(Supplied records begins)

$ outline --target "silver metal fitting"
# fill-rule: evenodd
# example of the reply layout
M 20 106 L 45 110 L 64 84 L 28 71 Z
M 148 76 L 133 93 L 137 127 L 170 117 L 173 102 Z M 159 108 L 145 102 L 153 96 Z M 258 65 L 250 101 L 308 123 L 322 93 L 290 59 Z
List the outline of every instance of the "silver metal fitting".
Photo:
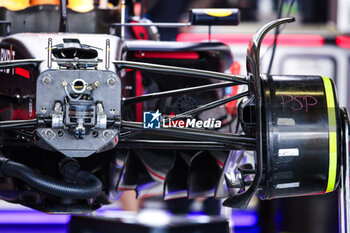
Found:
M 111 136 L 111 132 L 110 132 L 109 130 L 104 130 L 104 131 L 102 132 L 102 136 L 103 136 L 104 138 L 109 138 L 109 137 Z
M 113 87 L 116 84 L 116 81 L 114 78 L 109 78 L 107 80 L 107 84 L 108 84 L 108 86 Z
M 52 131 L 52 129 L 45 130 L 45 137 L 48 139 L 53 138 L 55 136 L 55 133 Z
M 51 83 L 51 78 L 48 77 L 48 76 L 45 76 L 45 77 L 43 78 L 43 84 L 49 85 L 50 83 Z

(Supplied records ends)

Task item >>
Only lines containing the word "silver" should appear in the answer, and every such line from the records above must be there.

Reply to the task >>
$ outline --target "silver metal fitting"
List the outline of every instance of the "silver metal fitting".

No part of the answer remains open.